— start of DATA SHOWN —

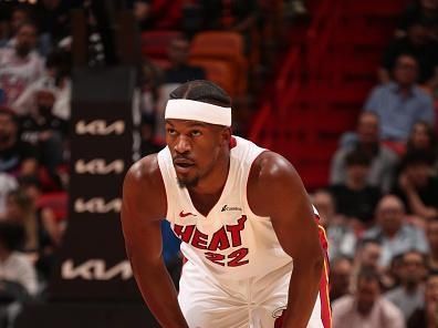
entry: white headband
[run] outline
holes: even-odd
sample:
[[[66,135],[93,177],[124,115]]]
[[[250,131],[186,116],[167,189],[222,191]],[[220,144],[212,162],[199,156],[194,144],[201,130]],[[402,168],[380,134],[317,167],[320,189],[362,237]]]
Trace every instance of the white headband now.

— end of DATA SHOWN —

**TASK TO CARRY OUT**:
Render each line of the material as one string in a JSON list, skipping blank lines and omitting the pictures.

**SOLVED EXERCISE**:
[
  "entry: white headband",
  "[run] outline",
  "holes: even-odd",
  "sample:",
  "[[[66,135],[93,177],[124,115]]]",
  "[[[250,131],[186,116],[167,189],[222,191]],[[220,144],[212,162],[199,156],[194,144],[201,130]],[[402,168],[380,134],[317,167],[320,189],[362,237]]]",
  "Trace every instance of the white headband now."
]